» **The task**:
The answer should hold exactly the lines of the entries below from the one containing "hey friend, do me a solid and find the window" through the last line, both included.
━━━━━ Information ━━━━━
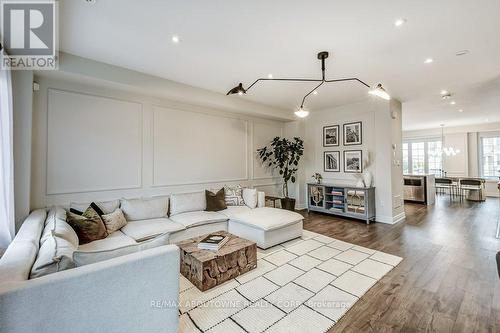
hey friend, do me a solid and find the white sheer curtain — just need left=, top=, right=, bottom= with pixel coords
left=0, top=50, right=15, bottom=250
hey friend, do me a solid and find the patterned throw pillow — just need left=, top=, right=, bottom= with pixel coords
left=224, top=185, right=245, bottom=206
left=67, top=204, right=108, bottom=245
left=101, top=208, right=128, bottom=234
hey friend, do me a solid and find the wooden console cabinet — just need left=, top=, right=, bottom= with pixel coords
left=307, top=183, right=376, bottom=224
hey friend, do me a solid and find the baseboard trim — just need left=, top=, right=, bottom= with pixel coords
left=376, top=212, right=406, bottom=225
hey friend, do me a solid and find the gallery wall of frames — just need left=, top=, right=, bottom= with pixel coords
left=322, top=121, right=363, bottom=173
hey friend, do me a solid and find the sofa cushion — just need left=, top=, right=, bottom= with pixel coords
left=219, top=205, right=252, bottom=219
left=242, top=188, right=258, bottom=209
left=0, top=209, right=46, bottom=282
left=70, top=199, right=120, bottom=215
left=101, top=208, right=128, bottom=234
left=73, top=233, right=169, bottom=266
left=41, top=207, right=78, bottom=246
left=76, top=231, right=136, bottom=252
left=169, top=211, right=228, bottom=228
left=170, top=191, right=206, bottom=216
left=120, top=218, right=185, bottom=242
left=30, top=231, right=78, bottom=279
left=226, top=207, right=303, bottom=231
left=120, top=197, right=169, bottom=221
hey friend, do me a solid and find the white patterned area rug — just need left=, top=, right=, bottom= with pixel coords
left=178, top=230, right=402, bottom=333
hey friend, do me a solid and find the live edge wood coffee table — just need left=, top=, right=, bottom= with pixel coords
left=177, top=231, right=257, bottom=291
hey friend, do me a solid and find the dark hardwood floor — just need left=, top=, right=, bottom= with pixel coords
left=302, top=195, right=500, bottom=332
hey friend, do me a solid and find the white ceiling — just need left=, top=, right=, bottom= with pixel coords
left=59, top=0, right=500, bottom=130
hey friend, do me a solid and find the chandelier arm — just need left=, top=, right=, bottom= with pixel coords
left=246, top=78, right=323, bottom=91
left=325, top=77, right=371, bottom=89
left=300, top=81, right=325, bottom=108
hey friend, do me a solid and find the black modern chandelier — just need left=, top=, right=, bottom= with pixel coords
left=227, top=51, right=390, bottom=118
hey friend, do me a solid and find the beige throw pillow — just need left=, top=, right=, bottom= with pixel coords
left=101, top=208, right=128, bottom=234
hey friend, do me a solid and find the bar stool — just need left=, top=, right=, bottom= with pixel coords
left=435, top=178, right=453, bottom=199
left=459, top=179, right=482, bottom=202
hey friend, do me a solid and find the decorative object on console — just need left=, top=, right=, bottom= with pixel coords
left=312, top=172, right=323, bottom=184
left=224, top=185, right=245, bottom=206
left=324, top=151, right=340, bottom=172
left=101, top=208, right=127, bottom=234
left=205, top=188, right=227, bottom=212
left=323, top=125, right=340, bottom=146
left=344, top=150, right=363, bottom=173
left=66, top=204, right=108, bottom=245
left=257, top=136, right=304, bottom=211
left=226, top=51, right=391, bottom=118
left=343, top=121, right=362, bottom=146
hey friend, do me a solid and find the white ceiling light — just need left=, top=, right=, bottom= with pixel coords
left=267, top=74, right=273, bottom=79
left=456, top=50, right=470, bottom=56
left=394, top=18, right=407, bottom=27
left=458, top=109, right=464, bottom=113
left=440, top=90, right=449, bottom=95
left=294, top=107, right=309, bottom=118
left=424, top=58, right=434, bottom=64
left=227, top=51, right=389, bottom=118
left=368, top=84, right=391, bottom=100
left=450, top=101, right=456, bottom=105
left=171, top=35, right=180, bottom=43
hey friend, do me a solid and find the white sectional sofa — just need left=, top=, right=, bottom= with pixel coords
left=0, top=189, right=303, bottom=332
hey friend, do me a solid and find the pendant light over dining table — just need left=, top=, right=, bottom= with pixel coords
left=226, top=51, right=391, bottom=118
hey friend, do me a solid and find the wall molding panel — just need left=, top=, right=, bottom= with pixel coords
left=32, top=78, right=285, bottom=208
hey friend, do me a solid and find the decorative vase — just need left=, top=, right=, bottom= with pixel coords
left=356, top=178, right=365, bottom=188
left=363, top=171, right=373, bottom=188
left=316, top=178, right=322, bottom=184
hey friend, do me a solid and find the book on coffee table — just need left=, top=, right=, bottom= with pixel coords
left=197, top=234, right=229, bottom=251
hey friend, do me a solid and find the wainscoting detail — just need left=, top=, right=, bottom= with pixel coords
left=32, top=80, right=285, bottom=208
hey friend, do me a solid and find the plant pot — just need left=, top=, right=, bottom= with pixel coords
left=281, top=198, right=296, bottom=211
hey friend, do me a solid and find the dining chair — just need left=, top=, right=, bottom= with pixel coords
left=459, top=179, right=483, bottom=202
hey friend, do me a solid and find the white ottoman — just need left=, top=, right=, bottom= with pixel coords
left=226, top=207, right=303, bottom=249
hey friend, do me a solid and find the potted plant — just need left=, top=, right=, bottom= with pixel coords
left=312, top=173, right=322, bottom=184
left=257, top=137, right=304, bottom=211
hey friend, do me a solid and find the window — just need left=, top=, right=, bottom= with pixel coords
left=402, top=138, right=443, bottom=175
left=480, top=134, right=500, bottom=178
left=427, top=141, right=442, bottom=176
left=402, top=143, right=409, bottom=174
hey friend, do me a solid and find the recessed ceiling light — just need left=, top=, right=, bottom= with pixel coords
━━━━━
» **Solution for this problem**:
hey friend, do me a solid and find the window — just need left=, top=, right=, bottom= with pixel coords
left=402, top=138, right=443, bottom=175
left=480, top=134, right=500, bottom=178
left=427, top=141, right=442, bottom=176
left=402, top=143, right=409, bottom=174
hey friend, do me a solid and find the recessed ceiling light — just need left=, top=, right=, bottom= with pixel coords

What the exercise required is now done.